Task statement —
Each line should be copied exactly.

==== Records to process ====

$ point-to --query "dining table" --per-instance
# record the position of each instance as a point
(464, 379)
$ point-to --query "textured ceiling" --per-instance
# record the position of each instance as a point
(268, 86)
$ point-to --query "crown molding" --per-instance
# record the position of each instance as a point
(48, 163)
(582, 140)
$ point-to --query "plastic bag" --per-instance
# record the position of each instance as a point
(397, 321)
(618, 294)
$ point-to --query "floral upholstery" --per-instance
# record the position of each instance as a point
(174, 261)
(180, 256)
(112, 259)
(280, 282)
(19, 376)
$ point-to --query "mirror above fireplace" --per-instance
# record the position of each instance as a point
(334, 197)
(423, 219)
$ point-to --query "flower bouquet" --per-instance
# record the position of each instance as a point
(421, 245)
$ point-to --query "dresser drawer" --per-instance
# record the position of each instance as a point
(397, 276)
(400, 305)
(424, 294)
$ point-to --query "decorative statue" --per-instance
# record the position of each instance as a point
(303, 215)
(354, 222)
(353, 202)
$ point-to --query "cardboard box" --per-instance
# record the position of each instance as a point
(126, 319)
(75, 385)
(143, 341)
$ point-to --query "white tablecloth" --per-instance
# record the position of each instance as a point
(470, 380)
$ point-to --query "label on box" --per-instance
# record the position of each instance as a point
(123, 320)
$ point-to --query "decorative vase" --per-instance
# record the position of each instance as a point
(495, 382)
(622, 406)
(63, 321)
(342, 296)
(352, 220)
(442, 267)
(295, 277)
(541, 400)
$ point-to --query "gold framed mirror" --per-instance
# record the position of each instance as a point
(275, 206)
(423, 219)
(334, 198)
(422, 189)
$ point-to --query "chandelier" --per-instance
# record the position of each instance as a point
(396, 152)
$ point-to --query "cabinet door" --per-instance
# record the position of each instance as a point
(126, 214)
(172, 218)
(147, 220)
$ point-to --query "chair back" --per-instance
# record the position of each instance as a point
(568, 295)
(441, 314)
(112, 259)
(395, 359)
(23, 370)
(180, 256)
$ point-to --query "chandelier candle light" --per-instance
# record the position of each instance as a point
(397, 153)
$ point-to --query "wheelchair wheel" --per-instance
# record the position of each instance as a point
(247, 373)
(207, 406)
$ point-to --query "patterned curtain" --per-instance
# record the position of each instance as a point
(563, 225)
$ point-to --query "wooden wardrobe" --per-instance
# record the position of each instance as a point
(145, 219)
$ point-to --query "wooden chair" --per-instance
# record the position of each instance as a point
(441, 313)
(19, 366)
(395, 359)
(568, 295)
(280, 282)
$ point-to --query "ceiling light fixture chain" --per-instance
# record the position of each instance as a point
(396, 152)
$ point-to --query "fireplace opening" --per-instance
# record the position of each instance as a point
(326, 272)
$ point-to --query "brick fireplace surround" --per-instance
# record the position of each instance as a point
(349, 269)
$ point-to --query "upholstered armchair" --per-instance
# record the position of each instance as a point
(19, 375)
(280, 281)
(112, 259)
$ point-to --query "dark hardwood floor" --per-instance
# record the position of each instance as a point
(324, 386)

====

Answer to this exercise —
$ point-to --query "dining table" --per-instance
# record the position of each instance as a point
(464, 379)
$ point-to --query "textured ceiling" --per-instance
# record the position of each instance as a point
(268, 86)
$ point-to --query "crown molding" --per-instance
# record the position of each instance as a point
(48, 163)
(582, 140)
$ point-to --query "plastic bag" --per-instance
# record the position of each instance as a point
(397, 321)
(618, 294)
$ point-to --query "floral upholstery" --per-instance
# record the position of each instance as a point
(174, 261)
(180, 256)
(112, 259)
(280, 282)
(19, 376)
$ point-to --query "mirror above fireplace" --per-instance
# record the position of each instance as a point
(334, 197)
(423, 219)
$ point-to --query "flower bouquet" --per-instance
# record the position of each instance as a point
(421, 245)
$ point-to --query "dresser drawer" --per-instance
# record the position of each instance as a point
(397, 276)
(400, 305)
(424, 294)
$ point-to --query "decorative statue" --per-instance
# record the position of each instance as a point
(303, 215)
(354, 222)
(353, 202)
$ point-to --query "cardboard box" --per-instance
# record the position of each instance as a point
(126, 319)
(75, 385)
(143, 341)
$ point-to --query "white tablecloth" --per-instance
# record the position of each instance as a point
(470, 380)
$ point-to --query "label on box" --per-instance
# record the position of each instance as a point
(123, 320)
$ point-to --query "decorative vase" --per-instance
# record the position of each instance as a point
(495, 382)
(622, 406)
(63, 321)
(342, 296)
(352, 220)
(442, 267)
(295, 277)
(541, 400)
$ point-to --query "gold framed mirror" --per-instance
# record the position of each instance as a point
(275, 206)
(423, 219)
(334, 198)
(422, 189)
$ point-to --query "chandelier" --per-instance
# record the position of each instance as a point
(396, 152)
$ point-to --query "cabinet door" --per-instance
# record the position of each instance as a point
(126, 214)
(172, 218)
(147, 220)
$ point-to --query "chair back" --per-instance
# record the position of each instance as a point
(568, 295)
(441, 314)
(112, 259)
(395, 359)
(23, 370)
(180, 256)
$ point-to --query "chandelier candle light" --per-instance
# record the position of each instance as a point
(397, 153)
$ point-to --query "wheelchair wheel" --per-instance
# record the position of each instance as a point
(247, 373)
(207, 406)
$ point-to --query "patterned curtain" --per-instance
# record the position of each instance as a point
(563, 225)
$ point-to --query "wooden wardrobe" --per-instance
# record the position of each instance as a point
(145, 219)
$ point-to --query "wooden chair" --per-instance
# record the position of each instance as a point
(441, 313)
(19, 366)
(395, 359)
(568, 295)
(280, 282)
$ point-to --query "ceiling light fixture chain" --per-instance
# record the position of each instance as a point
(396, 152)
$ point-to --query "fireplace opening" --per-instance
# record the position of each instance as a point
(326, 272)
$ point-to --query "brick fireplace surround" --per-instance
# record the position of each instance as a point
(349, 269)
$ point-to --query "upholstered armchair" --per-instance
# record the position of each instance as a point
(19, 375)
(280, 281)
(112, 259)
$ point-to --query "dark hardwood floor" --per-instance
# record the position of each instance as a point
(324, 386)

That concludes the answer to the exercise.